(Data items)
--
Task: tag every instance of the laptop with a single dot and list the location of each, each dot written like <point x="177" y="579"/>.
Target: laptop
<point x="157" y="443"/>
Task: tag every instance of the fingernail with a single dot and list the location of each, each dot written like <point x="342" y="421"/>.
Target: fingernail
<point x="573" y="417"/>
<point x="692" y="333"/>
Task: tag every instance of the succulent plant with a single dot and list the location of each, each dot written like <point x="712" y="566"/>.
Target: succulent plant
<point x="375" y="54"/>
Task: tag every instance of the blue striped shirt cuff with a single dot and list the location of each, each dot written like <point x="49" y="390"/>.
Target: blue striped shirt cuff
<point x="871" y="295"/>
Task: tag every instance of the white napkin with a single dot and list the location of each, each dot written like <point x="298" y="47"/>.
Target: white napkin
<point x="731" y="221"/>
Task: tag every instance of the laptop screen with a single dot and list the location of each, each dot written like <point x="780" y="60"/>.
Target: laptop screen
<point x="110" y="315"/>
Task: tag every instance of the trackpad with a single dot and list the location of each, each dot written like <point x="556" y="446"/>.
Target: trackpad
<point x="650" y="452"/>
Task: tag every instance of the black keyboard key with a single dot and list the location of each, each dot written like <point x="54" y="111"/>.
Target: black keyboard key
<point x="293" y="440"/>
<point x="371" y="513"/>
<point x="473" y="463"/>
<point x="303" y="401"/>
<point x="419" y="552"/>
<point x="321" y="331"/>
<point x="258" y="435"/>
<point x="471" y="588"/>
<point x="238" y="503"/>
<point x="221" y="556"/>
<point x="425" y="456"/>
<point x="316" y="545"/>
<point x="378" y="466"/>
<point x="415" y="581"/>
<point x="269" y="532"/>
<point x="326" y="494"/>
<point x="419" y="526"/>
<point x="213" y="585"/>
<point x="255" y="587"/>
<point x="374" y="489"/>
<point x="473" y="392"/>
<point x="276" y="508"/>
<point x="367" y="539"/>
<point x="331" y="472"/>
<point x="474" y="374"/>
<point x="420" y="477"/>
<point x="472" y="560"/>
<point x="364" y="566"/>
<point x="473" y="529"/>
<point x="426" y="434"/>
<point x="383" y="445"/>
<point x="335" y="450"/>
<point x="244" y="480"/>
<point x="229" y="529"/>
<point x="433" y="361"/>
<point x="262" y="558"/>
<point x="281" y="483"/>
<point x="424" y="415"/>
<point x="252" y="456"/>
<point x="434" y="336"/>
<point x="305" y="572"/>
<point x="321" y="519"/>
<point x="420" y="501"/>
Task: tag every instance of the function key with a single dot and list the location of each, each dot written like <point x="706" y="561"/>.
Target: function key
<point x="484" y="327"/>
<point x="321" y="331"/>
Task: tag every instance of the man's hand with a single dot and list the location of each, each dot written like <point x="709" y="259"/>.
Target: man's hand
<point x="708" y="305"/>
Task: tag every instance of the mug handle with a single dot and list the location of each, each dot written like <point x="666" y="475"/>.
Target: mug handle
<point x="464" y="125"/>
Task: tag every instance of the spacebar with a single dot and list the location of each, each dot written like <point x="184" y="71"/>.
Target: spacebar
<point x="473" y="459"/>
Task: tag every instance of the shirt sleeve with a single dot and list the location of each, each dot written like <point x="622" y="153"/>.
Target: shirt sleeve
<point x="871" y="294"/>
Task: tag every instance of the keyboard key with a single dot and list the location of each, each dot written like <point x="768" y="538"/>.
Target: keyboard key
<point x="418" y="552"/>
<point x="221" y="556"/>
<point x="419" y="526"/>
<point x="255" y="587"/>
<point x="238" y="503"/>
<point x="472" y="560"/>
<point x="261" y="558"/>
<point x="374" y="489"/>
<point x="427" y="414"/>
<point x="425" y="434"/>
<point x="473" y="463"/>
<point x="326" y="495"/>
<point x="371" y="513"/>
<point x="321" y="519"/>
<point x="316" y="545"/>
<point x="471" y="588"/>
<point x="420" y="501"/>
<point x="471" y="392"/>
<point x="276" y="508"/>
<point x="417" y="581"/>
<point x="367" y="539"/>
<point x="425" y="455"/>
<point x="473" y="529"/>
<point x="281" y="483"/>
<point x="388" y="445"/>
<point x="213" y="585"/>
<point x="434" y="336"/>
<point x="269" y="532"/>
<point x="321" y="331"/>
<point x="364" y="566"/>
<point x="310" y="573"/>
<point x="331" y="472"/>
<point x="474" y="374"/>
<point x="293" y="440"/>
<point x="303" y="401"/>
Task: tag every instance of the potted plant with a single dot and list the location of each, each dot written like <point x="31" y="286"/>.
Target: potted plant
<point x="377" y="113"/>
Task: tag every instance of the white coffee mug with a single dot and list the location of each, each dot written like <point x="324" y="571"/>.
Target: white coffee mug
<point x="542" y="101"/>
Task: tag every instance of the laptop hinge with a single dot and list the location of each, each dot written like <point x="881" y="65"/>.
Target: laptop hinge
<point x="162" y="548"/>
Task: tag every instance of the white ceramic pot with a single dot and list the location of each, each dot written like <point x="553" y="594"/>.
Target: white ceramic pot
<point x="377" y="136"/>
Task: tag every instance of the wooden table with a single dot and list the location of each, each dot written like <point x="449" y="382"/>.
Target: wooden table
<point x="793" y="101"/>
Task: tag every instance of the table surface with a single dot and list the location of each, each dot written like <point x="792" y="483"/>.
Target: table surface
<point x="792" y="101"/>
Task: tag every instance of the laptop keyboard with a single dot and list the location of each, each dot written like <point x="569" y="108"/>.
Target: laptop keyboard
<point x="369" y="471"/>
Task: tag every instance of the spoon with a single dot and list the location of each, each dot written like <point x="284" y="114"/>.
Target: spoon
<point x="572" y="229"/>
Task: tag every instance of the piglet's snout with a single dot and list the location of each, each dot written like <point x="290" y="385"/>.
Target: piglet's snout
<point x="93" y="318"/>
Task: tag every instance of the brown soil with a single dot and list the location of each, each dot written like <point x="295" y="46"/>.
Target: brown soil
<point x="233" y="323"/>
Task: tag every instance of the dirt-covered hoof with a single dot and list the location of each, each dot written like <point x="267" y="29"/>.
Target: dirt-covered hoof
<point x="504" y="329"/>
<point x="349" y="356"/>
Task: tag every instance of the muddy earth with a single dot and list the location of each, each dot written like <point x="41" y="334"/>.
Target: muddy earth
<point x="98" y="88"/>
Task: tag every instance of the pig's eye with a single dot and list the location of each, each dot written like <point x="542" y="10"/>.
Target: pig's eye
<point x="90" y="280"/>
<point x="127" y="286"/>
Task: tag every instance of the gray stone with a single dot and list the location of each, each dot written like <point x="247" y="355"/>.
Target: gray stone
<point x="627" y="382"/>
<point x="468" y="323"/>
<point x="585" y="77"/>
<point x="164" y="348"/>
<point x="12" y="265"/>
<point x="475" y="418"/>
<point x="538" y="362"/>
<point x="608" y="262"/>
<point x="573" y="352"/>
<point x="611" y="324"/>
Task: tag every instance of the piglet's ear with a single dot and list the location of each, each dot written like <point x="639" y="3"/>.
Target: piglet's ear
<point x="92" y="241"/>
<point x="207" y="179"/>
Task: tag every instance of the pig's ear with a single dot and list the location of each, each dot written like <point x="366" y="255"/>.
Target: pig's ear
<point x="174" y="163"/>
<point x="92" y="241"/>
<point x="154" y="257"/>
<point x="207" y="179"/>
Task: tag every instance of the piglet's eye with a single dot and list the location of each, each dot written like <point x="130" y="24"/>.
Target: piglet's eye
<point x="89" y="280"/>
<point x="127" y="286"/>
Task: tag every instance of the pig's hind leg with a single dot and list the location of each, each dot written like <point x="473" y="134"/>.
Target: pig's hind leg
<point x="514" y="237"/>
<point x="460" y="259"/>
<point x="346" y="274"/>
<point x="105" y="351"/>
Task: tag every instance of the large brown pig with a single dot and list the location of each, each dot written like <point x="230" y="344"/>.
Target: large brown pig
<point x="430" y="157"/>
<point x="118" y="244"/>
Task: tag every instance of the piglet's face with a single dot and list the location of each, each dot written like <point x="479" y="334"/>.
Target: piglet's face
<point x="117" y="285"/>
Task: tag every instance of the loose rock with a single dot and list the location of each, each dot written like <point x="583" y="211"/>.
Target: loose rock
--
» PROBLEM DETAILS
Could you format the lines of the entries, from the line holding "Task: tag every instance of the pig's hind" through the end of the entries inclusive, as a Markdown table with a Row column numbering each line and a Line column giving it, leaving out any blank lines?

» RESULT FOR THIS TASK
| Row | Line |
|---|---|
| 1 | Task: tag every instance of the pig's hind leg with a single dot and list the location of each, each dot written like <point x="473" y="134"/>. |
| 2 | Target: pig's hind leg |
| 3 | <point x="514" y="237"/> |
| 4 | <point x="460" y="259"/> |
| 5 | <point x="346" y="274"/> |
| 6 | <point x="105" y="351"/> |
| 7 | Task: tag every instance of the large brown pig with a single dot and list the location of each, each dot written like <point x="230" y="344"/>. |
| 8 | Target: large brown pig |
| 9 | <point x="430" y="157"/> |
| 10 | <point x="118" y="244"/> |
| 11 | Task: tag every instance of the piglet's face with a single dot and list the location of each, each dot written like <point x="479" y="334"/>. |
| 12 | Target: piglet's face |
| 13 | <point x="117" y="285"/> |
| 14 | Task: tag every instance of the loose rock with a single dot and list the location of each, each dot written like <point x="583" y="211"/>. |
| 15 | Target: loose rock |